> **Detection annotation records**
──────

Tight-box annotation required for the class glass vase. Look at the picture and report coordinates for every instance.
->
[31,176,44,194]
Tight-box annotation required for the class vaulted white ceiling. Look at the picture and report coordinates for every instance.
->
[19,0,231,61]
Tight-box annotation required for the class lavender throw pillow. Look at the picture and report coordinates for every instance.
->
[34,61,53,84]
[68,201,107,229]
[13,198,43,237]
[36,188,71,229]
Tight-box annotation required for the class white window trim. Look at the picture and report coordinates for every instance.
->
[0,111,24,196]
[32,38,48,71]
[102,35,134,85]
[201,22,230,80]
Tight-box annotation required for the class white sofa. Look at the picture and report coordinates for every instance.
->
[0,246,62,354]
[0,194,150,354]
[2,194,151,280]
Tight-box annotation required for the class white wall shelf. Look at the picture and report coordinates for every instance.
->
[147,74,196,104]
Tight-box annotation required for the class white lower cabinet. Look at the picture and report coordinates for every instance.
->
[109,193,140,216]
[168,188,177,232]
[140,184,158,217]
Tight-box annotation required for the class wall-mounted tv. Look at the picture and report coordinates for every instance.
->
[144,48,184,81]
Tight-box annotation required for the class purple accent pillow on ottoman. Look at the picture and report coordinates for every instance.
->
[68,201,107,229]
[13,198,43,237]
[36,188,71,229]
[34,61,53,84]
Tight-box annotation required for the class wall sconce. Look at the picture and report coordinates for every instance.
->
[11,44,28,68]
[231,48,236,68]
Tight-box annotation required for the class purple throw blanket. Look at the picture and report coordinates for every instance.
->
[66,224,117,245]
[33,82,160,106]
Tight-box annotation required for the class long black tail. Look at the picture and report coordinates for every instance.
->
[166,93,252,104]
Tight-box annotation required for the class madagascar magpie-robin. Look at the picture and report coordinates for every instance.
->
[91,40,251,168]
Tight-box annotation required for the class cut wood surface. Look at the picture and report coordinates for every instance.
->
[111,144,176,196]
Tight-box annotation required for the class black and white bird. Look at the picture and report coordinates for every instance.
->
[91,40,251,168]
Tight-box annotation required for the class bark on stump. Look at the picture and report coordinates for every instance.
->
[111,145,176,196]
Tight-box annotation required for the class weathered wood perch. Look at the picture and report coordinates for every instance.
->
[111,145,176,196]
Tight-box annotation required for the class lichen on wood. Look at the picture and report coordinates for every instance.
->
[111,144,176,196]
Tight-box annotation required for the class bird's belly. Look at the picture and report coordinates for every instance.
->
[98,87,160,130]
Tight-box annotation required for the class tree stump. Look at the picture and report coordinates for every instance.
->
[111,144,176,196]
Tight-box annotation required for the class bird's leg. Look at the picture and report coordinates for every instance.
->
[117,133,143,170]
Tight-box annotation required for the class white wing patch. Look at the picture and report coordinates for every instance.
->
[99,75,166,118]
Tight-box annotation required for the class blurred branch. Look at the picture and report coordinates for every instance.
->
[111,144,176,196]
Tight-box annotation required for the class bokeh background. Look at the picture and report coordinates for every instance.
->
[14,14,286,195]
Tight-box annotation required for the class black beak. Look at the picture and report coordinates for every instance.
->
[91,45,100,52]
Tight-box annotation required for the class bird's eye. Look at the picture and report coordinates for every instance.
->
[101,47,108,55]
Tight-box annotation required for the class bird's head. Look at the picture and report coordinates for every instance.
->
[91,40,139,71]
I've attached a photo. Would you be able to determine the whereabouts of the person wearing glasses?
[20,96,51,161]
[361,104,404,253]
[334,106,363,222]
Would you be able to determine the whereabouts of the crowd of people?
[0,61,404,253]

──────

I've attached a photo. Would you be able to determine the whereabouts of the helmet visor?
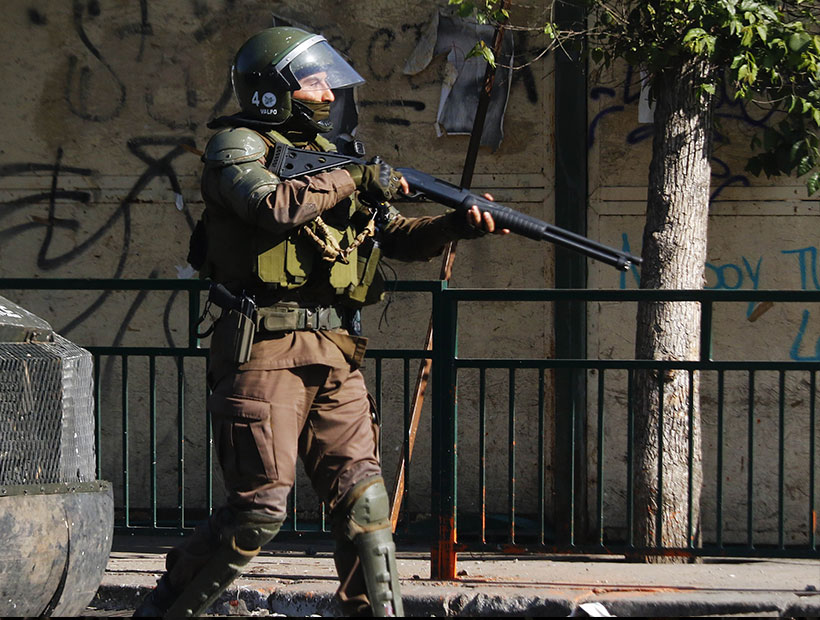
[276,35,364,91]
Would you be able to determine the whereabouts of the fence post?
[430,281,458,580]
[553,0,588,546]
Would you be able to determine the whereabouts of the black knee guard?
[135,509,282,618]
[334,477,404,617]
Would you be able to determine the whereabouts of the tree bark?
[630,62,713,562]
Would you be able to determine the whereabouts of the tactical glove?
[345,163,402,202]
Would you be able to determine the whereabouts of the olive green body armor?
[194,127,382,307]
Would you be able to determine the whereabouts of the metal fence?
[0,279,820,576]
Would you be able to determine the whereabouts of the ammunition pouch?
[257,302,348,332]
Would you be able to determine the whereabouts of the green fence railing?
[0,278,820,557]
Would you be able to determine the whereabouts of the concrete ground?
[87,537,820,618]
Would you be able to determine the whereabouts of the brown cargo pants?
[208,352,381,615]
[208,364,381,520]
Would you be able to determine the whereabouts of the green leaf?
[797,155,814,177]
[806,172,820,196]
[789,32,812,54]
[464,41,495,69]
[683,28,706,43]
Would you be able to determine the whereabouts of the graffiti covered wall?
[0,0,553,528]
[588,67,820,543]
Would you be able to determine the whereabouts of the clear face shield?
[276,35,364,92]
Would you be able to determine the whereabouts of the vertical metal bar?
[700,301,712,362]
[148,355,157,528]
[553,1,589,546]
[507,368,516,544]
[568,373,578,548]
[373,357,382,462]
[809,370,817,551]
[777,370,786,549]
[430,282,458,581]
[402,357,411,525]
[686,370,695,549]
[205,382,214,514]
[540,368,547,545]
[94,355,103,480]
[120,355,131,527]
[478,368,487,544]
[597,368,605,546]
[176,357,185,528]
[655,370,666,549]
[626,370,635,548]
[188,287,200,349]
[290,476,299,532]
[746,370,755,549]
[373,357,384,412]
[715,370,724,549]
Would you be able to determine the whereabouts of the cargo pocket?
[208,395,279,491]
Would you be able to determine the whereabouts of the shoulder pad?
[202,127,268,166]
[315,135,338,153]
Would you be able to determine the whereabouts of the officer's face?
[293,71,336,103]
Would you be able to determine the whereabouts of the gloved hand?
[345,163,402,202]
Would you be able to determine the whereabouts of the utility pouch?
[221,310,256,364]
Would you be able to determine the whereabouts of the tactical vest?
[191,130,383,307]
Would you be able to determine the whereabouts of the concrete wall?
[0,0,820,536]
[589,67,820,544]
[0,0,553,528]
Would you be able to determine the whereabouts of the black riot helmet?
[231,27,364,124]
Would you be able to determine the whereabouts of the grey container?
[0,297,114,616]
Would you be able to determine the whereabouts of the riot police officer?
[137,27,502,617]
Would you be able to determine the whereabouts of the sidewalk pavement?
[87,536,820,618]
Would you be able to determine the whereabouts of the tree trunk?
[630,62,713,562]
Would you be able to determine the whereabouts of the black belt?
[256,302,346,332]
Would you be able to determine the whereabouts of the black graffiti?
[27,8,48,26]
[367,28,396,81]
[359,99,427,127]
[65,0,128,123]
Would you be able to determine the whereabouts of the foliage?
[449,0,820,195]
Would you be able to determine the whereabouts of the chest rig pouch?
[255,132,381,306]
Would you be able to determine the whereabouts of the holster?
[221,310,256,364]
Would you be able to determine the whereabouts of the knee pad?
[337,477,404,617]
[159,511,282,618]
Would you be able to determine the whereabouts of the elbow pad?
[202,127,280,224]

──────

> **Problem statement**
Copy the lines from the one containing "Would you be able to determine the whereabouts of the foliage?" through the one containing "[159,511,282,618]", both included, without changing anything.

> **Solution for this exercise**
Would you be able to determine the whereabouts of the foliage?
[449,0,820,195]
Would you be able to determine the whereabouts of the chest rig pouch?
[255,132,381,306]
Would you be able to determine the whereabouts of the holster?
[221,310,256,364]
Would you be able to determine the whereabouts of the knee pad?
[337,477,404,617]
[159,511,282,618]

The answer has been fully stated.